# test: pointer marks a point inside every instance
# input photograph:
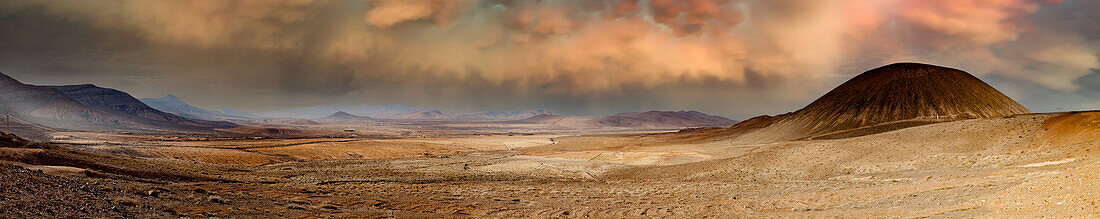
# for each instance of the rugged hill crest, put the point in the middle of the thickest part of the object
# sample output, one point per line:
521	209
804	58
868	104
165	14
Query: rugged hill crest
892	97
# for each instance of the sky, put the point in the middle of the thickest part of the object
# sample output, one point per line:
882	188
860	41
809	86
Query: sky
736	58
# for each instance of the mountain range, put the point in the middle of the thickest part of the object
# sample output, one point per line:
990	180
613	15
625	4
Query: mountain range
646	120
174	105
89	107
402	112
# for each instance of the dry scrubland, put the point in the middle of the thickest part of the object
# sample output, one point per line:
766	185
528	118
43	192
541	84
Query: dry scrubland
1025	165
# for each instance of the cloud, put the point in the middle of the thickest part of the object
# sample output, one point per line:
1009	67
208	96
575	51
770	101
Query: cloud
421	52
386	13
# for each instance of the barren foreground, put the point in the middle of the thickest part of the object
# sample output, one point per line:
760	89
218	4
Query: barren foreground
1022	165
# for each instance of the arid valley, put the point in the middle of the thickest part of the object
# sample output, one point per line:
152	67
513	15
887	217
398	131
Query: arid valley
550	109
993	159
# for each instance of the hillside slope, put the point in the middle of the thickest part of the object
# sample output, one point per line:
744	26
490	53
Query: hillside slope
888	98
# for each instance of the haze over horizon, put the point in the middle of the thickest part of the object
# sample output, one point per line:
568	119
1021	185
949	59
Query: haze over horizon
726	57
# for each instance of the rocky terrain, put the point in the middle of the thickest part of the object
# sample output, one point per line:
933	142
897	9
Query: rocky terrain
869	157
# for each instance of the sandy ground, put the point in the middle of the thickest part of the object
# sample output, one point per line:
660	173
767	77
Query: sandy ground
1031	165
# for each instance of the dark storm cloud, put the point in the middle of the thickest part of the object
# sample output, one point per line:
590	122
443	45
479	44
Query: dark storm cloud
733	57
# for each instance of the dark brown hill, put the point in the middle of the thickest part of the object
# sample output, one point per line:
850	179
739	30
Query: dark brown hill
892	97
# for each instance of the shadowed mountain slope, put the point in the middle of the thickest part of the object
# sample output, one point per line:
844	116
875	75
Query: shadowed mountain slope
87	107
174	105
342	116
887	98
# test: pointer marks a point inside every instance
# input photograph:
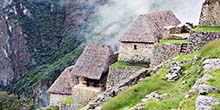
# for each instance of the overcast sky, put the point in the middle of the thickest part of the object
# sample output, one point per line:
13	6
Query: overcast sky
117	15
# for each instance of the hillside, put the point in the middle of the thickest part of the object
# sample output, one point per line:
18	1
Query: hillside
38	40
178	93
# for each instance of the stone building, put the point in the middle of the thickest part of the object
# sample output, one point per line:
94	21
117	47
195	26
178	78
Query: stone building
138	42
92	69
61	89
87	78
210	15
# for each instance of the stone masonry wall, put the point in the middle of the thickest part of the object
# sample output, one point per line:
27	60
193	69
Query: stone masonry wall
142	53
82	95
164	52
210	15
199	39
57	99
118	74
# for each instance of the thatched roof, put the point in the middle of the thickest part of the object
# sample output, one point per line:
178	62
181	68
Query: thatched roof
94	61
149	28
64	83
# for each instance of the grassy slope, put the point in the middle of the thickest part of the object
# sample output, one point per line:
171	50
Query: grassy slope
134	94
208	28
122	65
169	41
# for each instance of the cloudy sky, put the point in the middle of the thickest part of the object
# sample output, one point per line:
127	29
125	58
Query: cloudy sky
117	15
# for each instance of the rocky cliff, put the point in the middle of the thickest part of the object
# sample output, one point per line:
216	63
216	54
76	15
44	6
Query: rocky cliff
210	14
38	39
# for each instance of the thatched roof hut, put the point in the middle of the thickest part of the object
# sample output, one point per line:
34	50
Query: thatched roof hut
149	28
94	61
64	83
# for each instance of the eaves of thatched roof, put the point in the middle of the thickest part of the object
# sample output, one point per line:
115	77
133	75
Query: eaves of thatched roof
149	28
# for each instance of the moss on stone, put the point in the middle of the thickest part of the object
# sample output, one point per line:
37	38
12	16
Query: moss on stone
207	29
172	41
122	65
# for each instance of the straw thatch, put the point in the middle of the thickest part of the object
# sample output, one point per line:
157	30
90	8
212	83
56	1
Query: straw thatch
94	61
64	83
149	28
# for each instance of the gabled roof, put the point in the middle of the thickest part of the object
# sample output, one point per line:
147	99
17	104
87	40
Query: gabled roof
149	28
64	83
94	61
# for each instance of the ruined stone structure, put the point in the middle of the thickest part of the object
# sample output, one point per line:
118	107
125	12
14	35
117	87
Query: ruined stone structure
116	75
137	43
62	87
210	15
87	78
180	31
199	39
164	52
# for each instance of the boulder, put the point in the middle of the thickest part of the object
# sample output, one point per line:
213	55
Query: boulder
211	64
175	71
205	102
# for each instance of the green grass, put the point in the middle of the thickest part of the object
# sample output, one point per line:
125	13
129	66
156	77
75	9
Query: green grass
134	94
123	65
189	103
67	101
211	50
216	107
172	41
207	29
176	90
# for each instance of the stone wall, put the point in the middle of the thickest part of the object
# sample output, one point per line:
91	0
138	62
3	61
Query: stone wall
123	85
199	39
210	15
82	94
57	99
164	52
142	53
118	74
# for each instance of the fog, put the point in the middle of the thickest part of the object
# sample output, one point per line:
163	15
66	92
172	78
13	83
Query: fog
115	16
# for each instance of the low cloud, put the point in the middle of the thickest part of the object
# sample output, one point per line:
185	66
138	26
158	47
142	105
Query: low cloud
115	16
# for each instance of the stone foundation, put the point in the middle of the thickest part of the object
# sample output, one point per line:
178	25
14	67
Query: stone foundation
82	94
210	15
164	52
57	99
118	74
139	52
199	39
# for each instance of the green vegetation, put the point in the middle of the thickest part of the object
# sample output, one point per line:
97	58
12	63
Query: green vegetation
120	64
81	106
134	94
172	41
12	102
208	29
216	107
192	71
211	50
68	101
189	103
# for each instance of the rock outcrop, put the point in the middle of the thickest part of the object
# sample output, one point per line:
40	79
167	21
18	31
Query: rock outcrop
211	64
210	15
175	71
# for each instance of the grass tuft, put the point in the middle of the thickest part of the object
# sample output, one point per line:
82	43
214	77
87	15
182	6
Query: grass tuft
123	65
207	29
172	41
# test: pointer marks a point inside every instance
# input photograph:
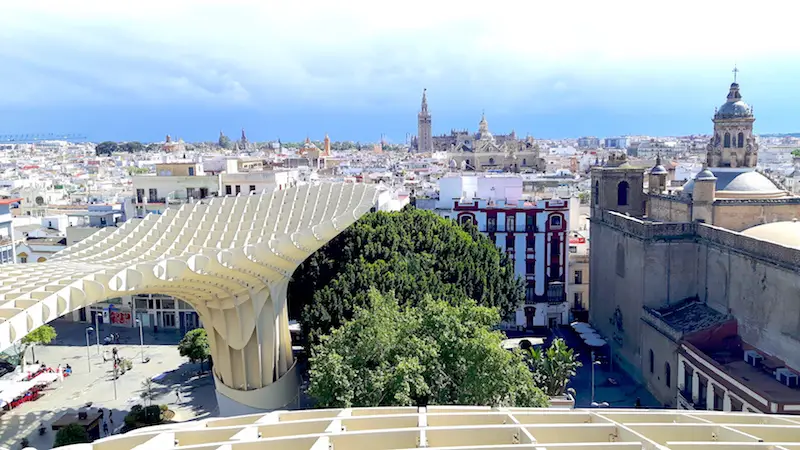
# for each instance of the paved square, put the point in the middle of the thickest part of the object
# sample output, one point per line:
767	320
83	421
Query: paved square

····················

_Exercise task_
Exactly reproduce the entries above, minus the pictures.

_Exercise output_
# test: pointer marks a point inside every instance
# input photograph:
# for each instance of the rugged hill crest, put the point in the middle of the thickest part of the object
# sample output, one point per line:
521	209
804	58
868	104
165	14
Query: rugged hill crest
892	97
# for each instance of the sky, put the point in the middle of the thickest part of the object
# sample output, one point per line:
882	188
860	41
809	86
Query: sky
736	58
# for each instance of the mountain range, put the point in the middle of the thickest part of the object
# sample output, one point per line:
990	180
613	15
625	4
Query: mountain range
646	120
174	105
89	107
402	112
# for each instance of the dry scrubland, put the point in the middle of the thickest part of the object
# sample output, one point per line:
766	185
528	118
43	192
541	84
Query: dry scrubland
1025	165
# for each instance of the cloud, put the point in the middle of the thickest part of the object
# sample output, one point per line:
1009	67
208	96
575	51
770	101
Query: cloud
421	52
386	13
# for each instance of the barren foreground, put the point in the middle of the thickest part of the object
# sample output, one point per line:
760	89
218	4
Query: barren foreground
1022	165
# for each instance of the arid valley, put the point in the middle of the thickest part of the object
# sample output, one point per line:
152	67
513	15
887	217
398	131
Query: arid valley
550	109
993	159
# for each instance of the hillside slope, put the point in the middle of the thickest part of the object
# sample output, one point per line:
744	26
490	53
Query: hillside slope
888	98
# for each instance of the haze over horizon, put the point in the middle of the thickest part of the object
# sample output, one point per line:
568	119
1021	185
949	59
Query: haze over horizon
726	57
# for each instance of the rocky terrain, put the point in the middle of the thickest part of the object
# sample output, one point per line:
933	142
897	9
Query: rocky terrain
869	157
# for each instance of the sandy ground, put the point in the middle of the thickest part of the object
# sample output, one point per line:
660	173
767	77
Query: sandy ground
1031	165
# for each instance of the dark storm cloud, put the point in the middle of the thickest part of the object
# sample output, one point per line:
590	122
443	45
479	44
Query: dark storm cloud
733	57
# for each instance of the dark brown hill, put the point in the middle of the thickest part of the object
# sample output, one point per line:
850	179
739	30
Query: dark brown hill
892	97
# for each instance of the shadowed mountain slope, put the point in the middle of the thickest part of the object
# sample output, one point per line:
844	116
875	75
Query: shadowed mountain slope
87	107
174	105
342	116
887	98
# test: pointer marks a point inside every instance
# input photograph:
# for each instance of the overcast sky, put the point in the middle of the thickest part of the object
# sample output, one point per line:
13	6
Query: overcast sky
117	15
# for each instance of the hillside, put the point in the middle of the thickest part of the object
# sample output, one point per line:
18	1
Query: hillside
38	40
178	93
# for each instance of the stone building, put the point in the middle of the thickest part of the object
# sample output, one point per line:
94	21
117	47
195	26
178	78
Query: stone building
138	42
92	69
61	89
87	78
210	15
# for each instance of the stone masonry wall, put the point in the middle of the thickest part of the object
# sample output, one point per line:
27	60
193	69
Query: stone masonry wall
142	53
82	95
164	52
210	15
199	39
57	99
118	74
# for each instance of the thatched roof, put the point in the middle of the thickest part of the object
# sample output, one point per line:
178	62
181	68
Query: thatched roof
94	61
149	28
64	83
# for each instance of the grassy slope, put the point in the middle of the thickest part of the object
# sample output, one point per line:
171	50
Query: grassy slope
134	94
208	28
122	65
169	41
# for each instance of the cloudy sky, put the point in the middle of the thickest part of the object
# sample output, one point per line:
127	29
125	58
Query: cloudy sky
117	15
# for each instance of the rocky cliff, put the point in the middle of the thickest part of the object
# sample output, one point per line:
216	63
216	54
76	15
44	6
Query: rocky cliff
210	14
38	39
# for each instance of the thatched roof hut, put the point in the middle of the thickest part of the object
# sample output, one point per line:
34	50
Query: thatched roof hut
149	28
94	61
64	83
# for each instance of the eaves of thatched roof, put the point in the middle of the thickest part of the object
# sample output, one point per line:
115	77
133	75
Query: eaves of thatched roof
149	28
# for each instance of the moss on stone, put the point in the middle of the thickest part of the object
# sample output, one point per line:
37	38
12	16
Query: moss on stone
207	29
172	41
122	65
# for each instance of the straw thatch, put the point in the middle of the thickest part of the object
# sample output, one point per line:
157	30
90	8
212	83
56	1
Query: straw thatch
94	61
64	83
149	28
# for each instance of the gabled roof, put the point in the middle of the thickest part of the object
# sample output, one point per line:
147	99
17	104
87	40
Query: gabled roof
149	28
64	83
94	61
# for each instance of the ruined stone structure, put the point in the middle of the thickest part of the object
# sample output, one point per line:
118	107
125	12
14	35
117	87
Query: ruined stone structure
116	75
137	43
62	87
210	15
87	78
180	31
199	39
164	52
# for each instance of the boulder, put the point in the middle of the thickest part of the object
# sample output, one point per line:
213	55
Query: boulder
211	64
175	71
205	102
# for each instance of the green grass, put the point in the middle of the thickest part of the object
# sample output, one point per line:
125	13
129	66
156	77
75	9
Query: green grass
134	94
123	65
189	103
67	101
211	50
216	107
172	41
207	29
176	90
# for each instance of the stone wall, put the point in the middle of the thickest part of the object
# sample output, one point per line:
91	0
138	62
3	61
Query: stone wall
123	85
199	39
210	15
82	94
57	99
164	52
142	53
118	74
# for each instance of the fog, put the point in the middle of the thickest part of the object
# sample output, one point per line:
163	15
66	92
172	78
13	83
Query: fog
115	16
# for each instance of the low cloud, put the point in the middle of the thickest part of the object
# sample output, one point per line:
185	66
138	26
158	47
142	105
Query: low cloud
115	16
# for each instance of the stone foundation, put the point in the middle of the thickest part of the object
# sample output, one point per line:
178	25
14	67
Query: stone foundation
82	94
210	15
164	52
57	99
118	74
139	52
199	39
# for each instance of the green vegetation, put the point in the middle of the thickest part of the object
# sample output, one point per line:
97	58
12	63
Query: green vegetation
120	64
81	106
134	94
172	41
12	102
208	29
216	107
192	71
211	50
68	101
189	103
# for each instance of the rock outcrop, put the point in the middle of the thickest part of the object
# sample output, one point per line:
40	79
167	21
18	31
Query: rock outcrop
211	64
210	15
175	71
# for each instance of the grass tuft, put the point in the middle of the thickest part of the object
# sample output, one point per line:
82	43
214	77
87	15
182	6
Query: grass tuft
123	65
207	29
172	41
# test: pointer marks a point inside every instance
# input photograph:
# for each instance of the paved square, put the point in the middle of the thickest part of the object
# sample output, one point per line:
767	320
83	421
Query: paved square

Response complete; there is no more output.